• SUPPLIED TEXT:
_ _ _ _ _

Official Letter 13629 of Ministry of Finance: Notable Clarifications and Gaps in Corporate Regulations
On 3 September 2025, the Ministry of Finance (MOF) released the Official Letter no. 13629 addressing questions related to difficulties and obstacles arising from legal regulations in the finance and investment sector. This correspondence has several notable issues that are summarized below. While some of the MOF’s guidance offers welcome flexibility and operational reassurance, others fall short of providing clear or comprehensive clarification, leaving important gaps unresolved and inconsistencies with other legislation unaddressed.
Delegation by the General Meeting of Shareholders endorsed in principle (Query no. 29)
Query/Issue raised:
Current regulations regarding delegation/authorisation (both could be translated to/from "uỷ quyền" in Vietnamese) by the General Meeting of Shareholders (GMS) to the Board are unclear and conflicting. To be specific:
The Civil Code rules that only legal/natural persons may authorise other legal/natural persons to act as their representatives. As neither the GMS nor the Board qualifies as such, they fall outside this provision;
The Enterprise Law is silent on the GMS's delegation/authorisation; and
Conversely, Decree 155/2020 of the government stipulates that the GMS may delegate the Board to, for example, amend the plan for the use of proceeds from the public offering of securities.
The MOF's response:
The purpose of the relevant provision under Decree 155/2020 is to ensure flexibility, facilitation, and smooth operation of business activities, whereby the Board is authorized to amend the plan for the use of proceeds in accordance with actual circumstances in between the GMS's meetings;
The term "uỷ quyền" under Decree 155/2020 is not an authorisation governed by the Civil Code, but rather falls under the authority of the General Meeting of Shareholders - the supreme decision-making body of a joint-stock company; and
This provision is inherited from preceding regulations (Article 9.5 of Decree 58/2012) and has been consistently applied without encountering any obstacles.
Our comments:
The MOF appears to take the view that the GMS is allowed to delegate its authority to the Board, and such delegation is not an authorisation under the Civil Code. This, in our view, is a welcome clarification from the MOF as it provides flexibility in corporate governance. Provided that appropriate governance structures are in place, the GMS should be permitted to delegate its authority to their trusted members of the Board.
As discussed previously, we also support the position that the GMS should be permitted to delegate its authority to the Board pursuant to Decree 155/2020. To avoid confusion altogether, however, the Government should consider substituting the Vietnamese term “uỷ quyền” under Decree 155/2020 to clearly distinguish between authorisation under the Civil Code and delegation under the Enterprise Law.
Material gaps in the unidirectional determination of related persons (Query no. 12)
Query/Issue raised:
The Enterprise Law only provide the definition of a related person of an enterprise but not the definition of a related person of an individual (the latter is only available in the Securities Law, which is generally applicable to public companies rather than private companies). Thus, it is unclear how to determine the related person of the relevant managers and directors with regard to related parties transaction approval process under Articles 86 and 167 of the Enterprise Law.
The MOF's response:
The concept of "related person" as stipulated in Article 4.23 of the Enterprise Law is distinct from "related member" as defined in Article 67.2 of the Enterprise Law. Specific subjects are further regulated under Article 67.1 of this Law.

_ _ _ _ _

• PROMPT A: Find every line in the records below that contains the word "sock", where case counts, and copy each such line.

• INFORMATION GIVEN:
_ _ _ _ _

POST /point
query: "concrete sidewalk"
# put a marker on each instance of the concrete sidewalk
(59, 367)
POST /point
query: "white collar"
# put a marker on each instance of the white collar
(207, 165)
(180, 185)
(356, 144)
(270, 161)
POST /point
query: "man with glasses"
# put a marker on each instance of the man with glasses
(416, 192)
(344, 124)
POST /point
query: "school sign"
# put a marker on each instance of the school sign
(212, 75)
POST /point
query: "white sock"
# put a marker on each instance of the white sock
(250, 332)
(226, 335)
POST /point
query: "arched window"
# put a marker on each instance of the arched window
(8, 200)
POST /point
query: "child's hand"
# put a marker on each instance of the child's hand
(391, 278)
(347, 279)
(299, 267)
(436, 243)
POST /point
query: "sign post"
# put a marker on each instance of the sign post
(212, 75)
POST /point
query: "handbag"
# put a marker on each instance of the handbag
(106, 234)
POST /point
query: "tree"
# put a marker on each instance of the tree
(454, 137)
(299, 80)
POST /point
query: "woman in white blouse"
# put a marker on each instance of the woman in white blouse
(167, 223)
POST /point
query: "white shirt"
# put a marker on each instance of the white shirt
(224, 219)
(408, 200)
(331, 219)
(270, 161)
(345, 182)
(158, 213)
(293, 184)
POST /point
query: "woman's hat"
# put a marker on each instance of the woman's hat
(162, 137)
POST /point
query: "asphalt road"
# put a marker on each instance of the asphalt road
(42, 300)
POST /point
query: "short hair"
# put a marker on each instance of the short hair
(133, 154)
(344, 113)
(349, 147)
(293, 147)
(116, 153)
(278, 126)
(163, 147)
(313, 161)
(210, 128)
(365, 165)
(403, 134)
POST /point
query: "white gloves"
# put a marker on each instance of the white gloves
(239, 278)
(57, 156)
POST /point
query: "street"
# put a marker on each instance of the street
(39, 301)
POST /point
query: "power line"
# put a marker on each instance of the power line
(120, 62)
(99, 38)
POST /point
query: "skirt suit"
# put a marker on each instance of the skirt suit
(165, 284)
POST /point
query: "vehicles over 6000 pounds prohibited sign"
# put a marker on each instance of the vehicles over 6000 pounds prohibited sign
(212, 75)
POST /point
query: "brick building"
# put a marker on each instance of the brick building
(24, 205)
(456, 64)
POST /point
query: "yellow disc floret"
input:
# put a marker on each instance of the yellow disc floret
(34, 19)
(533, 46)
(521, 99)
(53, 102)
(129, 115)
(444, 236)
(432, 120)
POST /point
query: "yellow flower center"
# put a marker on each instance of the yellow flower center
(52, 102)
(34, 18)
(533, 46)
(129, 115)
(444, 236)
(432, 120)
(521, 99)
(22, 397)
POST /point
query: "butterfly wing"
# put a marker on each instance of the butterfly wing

_ _ _ _ _

• PROMPT B: Using the commentary on Official Letter 13629 above, decide whether each statement agrees with it. Answer yes or no for each, and quote the words that decide it. (i) The MOF released Official Letter no. 13629 on 3 September 2025. (ii) According to the MOF's response, the term "uỷ quyền" under Decree 155/2020 is an authorisation governed by the Civil Code. (iii) The Enterprise Law defines a related person of an individual.

• FINAL RESULT A:
query: "white sock"
# put a marker on each instance of the white sock

• FINAL RESULT B:
(i) Yes: "On 3 September 2025, the Ministry of Finance (MOF) released the Official Letter no. 13629"
(ii) No: "The term "uỷ quyền" under Decree 155/2020 is not an authorisation governed by the Civil Code"
(iii) No: "The Enterprise Law only provide the definition of a related person of an enterprise but not the definition of a related person of an individual"